● Excerpted text:
Liberation

"America is false to the past, false to the present, and solemnly binds 
herself to be false to the future." Frederick Douglass


The American Dream is dead. Rather it never existed. Maybe it did, but even then it was not made for everyone to be able to attain it. What's a dream if its within reach for everyone? No it was, is, and always will be reserved for a select few. And to those who don't fit the selection criteria but somehow, against all odds (*read systemic and interpersonal barriers) make it - the narratives are co-opted to reify the propaganda that the dream is only deferred not denied. This country doesn't want us all the make it. Our society isn't built for everyone to thrive. Our perspective needs people to trounce upon, to use, to throw away as disposable. We need people to other. We need them to be different. We need there to be a distinction between us and them. That is what we are founded on - blood, the ideals of the rich white-male elite, and the labor/bodies of people of color. 

We have marked ourselves as a the chosen people, exalted above all else, and destined for greatness - regardless of the cost. But what makes us so great? Why is our way the best way and the only way? How did we declare ourselves hte pinnacle of the human condition? Greatness, valor, courage, justice, liberty, opportunity, and the list of things we say we are goes on and on. What about dignity, decorum, deliverance, doubt, dutifulness, and dialogue? What about the bodies, cultures, and nations we have left in our wake? What about those within our self-constructed sovereignty that we neglect, ignore, and discard? Is this the Promised Land of the land of broken promises, suffering, and silence? What we have lost in our quest for greatness is ... us, ourselves. Our people. Our personhood. Our humanity. Homogeneity was never supposed to be one of our aspirations.

● Required actions:
A) In the essay on the American Dream, who is quoted beneath the title?
B) Write the next few sentences of the essay on the American Dream, picking up after its final sentence.

Dataset excerpts on object pointing
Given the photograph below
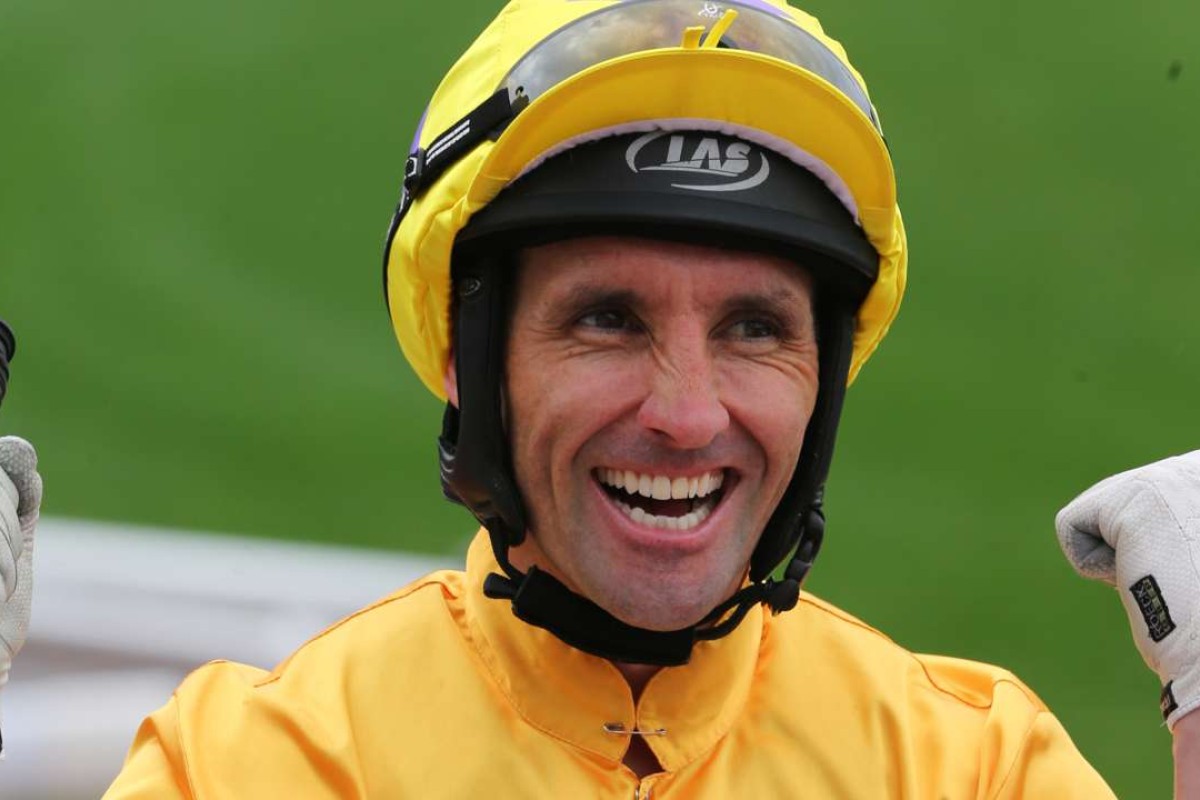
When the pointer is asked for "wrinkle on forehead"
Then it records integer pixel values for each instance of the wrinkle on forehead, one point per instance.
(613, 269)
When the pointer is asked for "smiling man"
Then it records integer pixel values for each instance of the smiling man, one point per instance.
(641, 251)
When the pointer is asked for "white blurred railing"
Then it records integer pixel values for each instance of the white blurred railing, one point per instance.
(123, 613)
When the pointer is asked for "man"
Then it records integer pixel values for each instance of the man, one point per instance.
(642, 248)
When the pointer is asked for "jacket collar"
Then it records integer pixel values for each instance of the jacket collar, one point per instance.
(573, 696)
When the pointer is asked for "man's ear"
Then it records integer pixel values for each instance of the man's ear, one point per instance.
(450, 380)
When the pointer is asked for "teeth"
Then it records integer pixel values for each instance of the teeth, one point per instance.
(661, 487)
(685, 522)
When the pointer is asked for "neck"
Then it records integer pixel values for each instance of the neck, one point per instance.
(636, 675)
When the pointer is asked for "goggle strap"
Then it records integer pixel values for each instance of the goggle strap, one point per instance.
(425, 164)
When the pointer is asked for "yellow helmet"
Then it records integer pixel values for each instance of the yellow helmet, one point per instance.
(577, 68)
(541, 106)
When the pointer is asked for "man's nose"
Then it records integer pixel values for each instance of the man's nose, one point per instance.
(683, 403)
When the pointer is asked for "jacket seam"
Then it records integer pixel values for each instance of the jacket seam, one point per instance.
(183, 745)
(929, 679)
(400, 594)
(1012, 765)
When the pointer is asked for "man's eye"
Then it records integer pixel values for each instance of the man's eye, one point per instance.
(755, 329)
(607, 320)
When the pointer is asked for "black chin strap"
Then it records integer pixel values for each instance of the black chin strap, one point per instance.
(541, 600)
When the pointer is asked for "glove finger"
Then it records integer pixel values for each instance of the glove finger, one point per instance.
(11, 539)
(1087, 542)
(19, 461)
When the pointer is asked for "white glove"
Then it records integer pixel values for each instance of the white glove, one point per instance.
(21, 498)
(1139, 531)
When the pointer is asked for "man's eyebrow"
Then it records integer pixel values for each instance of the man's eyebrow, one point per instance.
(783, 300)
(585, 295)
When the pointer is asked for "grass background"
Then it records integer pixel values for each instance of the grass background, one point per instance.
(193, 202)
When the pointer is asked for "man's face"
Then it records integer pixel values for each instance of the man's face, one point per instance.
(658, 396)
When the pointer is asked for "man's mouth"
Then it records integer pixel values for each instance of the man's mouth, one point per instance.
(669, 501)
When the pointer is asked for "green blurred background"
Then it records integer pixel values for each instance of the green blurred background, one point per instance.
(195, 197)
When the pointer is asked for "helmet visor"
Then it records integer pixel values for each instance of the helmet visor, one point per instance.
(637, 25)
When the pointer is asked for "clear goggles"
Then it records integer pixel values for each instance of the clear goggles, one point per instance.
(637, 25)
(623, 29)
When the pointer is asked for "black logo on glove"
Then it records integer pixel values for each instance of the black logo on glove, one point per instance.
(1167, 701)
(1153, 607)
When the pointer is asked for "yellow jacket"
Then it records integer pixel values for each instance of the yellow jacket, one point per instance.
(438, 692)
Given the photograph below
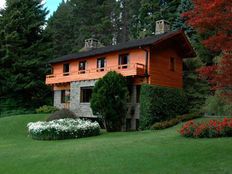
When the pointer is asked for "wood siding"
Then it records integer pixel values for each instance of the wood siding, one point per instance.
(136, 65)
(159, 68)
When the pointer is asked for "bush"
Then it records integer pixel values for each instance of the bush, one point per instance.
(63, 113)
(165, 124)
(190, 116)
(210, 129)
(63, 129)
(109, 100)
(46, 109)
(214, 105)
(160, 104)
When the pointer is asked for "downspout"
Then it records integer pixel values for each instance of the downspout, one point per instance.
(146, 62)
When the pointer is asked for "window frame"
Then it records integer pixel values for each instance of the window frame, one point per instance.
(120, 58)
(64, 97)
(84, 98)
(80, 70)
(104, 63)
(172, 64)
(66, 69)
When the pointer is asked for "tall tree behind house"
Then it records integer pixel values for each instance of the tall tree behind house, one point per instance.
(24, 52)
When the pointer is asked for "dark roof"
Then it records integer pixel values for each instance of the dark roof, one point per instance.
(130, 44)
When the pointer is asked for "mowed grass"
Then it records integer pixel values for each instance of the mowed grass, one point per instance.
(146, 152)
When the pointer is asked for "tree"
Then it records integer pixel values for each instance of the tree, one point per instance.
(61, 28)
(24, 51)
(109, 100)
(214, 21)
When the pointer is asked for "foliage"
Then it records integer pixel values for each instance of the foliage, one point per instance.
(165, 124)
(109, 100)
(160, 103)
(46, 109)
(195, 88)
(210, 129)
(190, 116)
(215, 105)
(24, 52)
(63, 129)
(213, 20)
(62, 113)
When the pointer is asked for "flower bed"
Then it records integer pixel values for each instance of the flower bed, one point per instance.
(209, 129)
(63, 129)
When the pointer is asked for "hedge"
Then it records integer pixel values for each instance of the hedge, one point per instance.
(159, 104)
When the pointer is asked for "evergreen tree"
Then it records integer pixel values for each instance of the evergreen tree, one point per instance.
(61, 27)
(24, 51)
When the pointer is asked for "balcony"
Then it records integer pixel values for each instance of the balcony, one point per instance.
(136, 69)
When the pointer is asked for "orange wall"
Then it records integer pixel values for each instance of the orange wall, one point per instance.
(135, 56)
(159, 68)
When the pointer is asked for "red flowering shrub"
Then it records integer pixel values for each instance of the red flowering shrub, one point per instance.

==

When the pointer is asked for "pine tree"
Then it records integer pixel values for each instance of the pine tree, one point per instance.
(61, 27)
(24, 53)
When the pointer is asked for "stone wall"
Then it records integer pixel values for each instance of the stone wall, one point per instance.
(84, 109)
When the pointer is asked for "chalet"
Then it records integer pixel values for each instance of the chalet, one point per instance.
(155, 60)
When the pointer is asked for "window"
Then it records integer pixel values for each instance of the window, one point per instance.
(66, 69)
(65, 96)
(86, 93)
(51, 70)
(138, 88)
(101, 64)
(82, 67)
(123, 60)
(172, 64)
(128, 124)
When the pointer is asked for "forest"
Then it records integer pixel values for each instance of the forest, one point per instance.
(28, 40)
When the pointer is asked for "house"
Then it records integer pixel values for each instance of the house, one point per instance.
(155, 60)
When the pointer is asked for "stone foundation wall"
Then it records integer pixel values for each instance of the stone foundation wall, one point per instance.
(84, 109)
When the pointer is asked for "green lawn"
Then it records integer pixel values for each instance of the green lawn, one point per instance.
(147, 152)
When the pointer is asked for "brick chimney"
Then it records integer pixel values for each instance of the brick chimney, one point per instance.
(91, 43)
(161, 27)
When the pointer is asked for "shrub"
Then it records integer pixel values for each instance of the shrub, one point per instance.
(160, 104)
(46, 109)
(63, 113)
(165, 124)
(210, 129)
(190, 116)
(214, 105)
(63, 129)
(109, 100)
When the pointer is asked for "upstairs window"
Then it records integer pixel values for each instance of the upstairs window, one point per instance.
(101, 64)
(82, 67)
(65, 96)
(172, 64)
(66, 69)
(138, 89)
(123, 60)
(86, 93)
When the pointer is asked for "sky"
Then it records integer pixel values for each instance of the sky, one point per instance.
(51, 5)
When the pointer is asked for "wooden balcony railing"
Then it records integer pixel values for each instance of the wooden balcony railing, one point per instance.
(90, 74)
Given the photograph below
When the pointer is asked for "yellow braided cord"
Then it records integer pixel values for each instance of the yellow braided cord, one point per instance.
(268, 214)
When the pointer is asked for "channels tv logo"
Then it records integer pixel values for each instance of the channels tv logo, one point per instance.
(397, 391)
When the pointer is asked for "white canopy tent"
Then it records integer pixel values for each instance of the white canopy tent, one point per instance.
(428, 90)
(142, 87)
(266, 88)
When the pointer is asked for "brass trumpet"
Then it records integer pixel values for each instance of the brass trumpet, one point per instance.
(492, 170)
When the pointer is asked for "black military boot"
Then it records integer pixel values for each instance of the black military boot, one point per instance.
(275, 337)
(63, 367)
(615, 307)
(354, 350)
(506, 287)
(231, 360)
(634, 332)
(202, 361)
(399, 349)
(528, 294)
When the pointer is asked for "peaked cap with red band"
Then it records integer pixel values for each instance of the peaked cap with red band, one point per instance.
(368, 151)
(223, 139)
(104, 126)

...

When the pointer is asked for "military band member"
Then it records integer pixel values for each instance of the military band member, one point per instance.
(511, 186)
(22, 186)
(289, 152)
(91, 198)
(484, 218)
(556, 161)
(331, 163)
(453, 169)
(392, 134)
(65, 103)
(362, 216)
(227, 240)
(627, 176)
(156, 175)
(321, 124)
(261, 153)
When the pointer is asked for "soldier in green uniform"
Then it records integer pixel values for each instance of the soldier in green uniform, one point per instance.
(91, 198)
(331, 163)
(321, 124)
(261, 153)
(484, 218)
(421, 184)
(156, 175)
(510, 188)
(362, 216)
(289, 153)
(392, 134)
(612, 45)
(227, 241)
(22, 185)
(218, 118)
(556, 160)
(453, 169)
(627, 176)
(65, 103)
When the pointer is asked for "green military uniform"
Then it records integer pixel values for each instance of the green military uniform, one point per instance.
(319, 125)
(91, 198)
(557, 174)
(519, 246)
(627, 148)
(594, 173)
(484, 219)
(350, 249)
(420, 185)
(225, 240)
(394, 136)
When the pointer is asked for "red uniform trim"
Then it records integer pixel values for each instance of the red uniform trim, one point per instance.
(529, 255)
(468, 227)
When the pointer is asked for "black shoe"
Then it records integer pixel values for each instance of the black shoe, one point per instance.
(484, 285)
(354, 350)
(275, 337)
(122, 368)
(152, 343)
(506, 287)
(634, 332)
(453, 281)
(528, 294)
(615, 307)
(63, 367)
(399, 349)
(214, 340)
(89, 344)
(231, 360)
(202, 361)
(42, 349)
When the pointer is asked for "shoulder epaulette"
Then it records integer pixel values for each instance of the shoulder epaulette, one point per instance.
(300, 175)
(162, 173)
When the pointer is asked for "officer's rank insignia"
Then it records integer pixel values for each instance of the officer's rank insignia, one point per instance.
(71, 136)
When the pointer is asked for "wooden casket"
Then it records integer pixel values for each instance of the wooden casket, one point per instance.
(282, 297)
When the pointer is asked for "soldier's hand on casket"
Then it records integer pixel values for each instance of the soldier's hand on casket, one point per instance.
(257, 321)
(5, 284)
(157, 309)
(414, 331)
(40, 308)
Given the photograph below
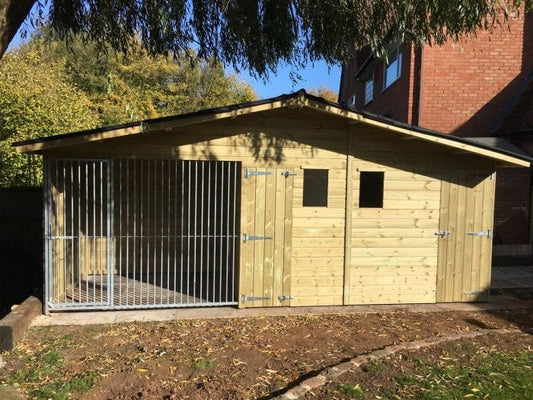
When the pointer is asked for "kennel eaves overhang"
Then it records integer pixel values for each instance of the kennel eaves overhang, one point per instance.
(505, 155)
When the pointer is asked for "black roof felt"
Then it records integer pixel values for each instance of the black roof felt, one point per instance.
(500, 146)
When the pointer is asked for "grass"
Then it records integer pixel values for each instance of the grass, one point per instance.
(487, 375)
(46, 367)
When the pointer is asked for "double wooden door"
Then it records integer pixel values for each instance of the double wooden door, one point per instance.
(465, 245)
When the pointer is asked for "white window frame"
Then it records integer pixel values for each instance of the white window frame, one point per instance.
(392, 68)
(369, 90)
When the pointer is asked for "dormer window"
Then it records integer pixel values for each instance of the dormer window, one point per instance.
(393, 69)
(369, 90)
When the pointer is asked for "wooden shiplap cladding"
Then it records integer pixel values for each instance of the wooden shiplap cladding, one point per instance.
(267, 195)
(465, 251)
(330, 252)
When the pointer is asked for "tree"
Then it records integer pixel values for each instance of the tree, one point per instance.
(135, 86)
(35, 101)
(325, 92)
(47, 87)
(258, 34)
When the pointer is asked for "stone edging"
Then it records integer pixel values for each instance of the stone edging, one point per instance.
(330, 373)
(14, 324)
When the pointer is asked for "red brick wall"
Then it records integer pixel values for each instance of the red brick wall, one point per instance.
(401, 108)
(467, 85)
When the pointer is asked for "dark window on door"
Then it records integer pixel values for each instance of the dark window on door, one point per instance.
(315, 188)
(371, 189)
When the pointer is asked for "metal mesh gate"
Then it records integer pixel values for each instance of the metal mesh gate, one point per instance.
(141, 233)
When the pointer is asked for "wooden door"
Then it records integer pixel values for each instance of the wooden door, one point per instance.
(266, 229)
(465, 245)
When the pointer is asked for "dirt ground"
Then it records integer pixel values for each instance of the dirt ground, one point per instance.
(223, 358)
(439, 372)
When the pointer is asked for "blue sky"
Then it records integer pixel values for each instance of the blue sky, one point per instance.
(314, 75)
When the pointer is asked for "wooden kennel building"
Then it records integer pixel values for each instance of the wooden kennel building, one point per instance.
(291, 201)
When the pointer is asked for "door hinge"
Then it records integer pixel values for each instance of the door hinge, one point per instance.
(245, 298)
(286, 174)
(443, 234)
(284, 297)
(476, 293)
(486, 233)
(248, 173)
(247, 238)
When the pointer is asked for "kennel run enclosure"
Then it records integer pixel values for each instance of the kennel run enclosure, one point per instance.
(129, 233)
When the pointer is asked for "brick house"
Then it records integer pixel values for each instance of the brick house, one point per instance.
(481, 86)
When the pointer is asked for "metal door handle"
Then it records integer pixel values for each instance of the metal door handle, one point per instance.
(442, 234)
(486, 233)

● Answers to the exercise:
A) Frederick Douglass

B)
Why do we say the pledge of allegiance more than once? Why are we constantly (some of us more than others) having to prove how much we bleed red, white, and blue? Why does it seem like our worldview, our country, our society is constantly on the verge of total collapse? I think it's because our freedom isn't free. I think it is because some people are more American than others. I think it's because some people get to be more free. Maybe we are teetering on the verge of a great American catastrophe because things aren't right, and things have never been right for some. Our pledge is an unwavering renewal to an ideal that doesn't exist for all. It's a tale of two Americas on so many different fronts. The bottom line is that people's experiences in the land of the free can vary drastically. Opportunity isn't given to all. Equality is a romanticized ideal. Meritocracy is a myth. 

Hard work, bootstrap theory, social mobility, and all the cliché prattle that is propagated in this nonexistent world of rugged, self-made Americana - they are all rhetoric that gives false hope to a system and systems that are designed to keep people, particularly when it comes to socioeconomic status where they are. You cannot pick yourself up by the boostraps if you don't have shoes to wear, are being kicked when you're down, and have nowhere to go. This country was made to work for one person in mind, and the unstated ideal of what the epitome of patriotism - interchangeable with nationalistic xenophobia - is supposed to be doesn't even know it. Don't call them out because even they themselves are missing a qualifier that makes all the difference. Rich. It's the ultimate injustice. Control the money and you control the people. How can those who have it all ever value those who don't have enough? It's the classist conundrum that has (probably not) plagued the minds of those implicated in its oppressive structures. Liberation is means to provide for yourself and your family, and way too many people do not have it.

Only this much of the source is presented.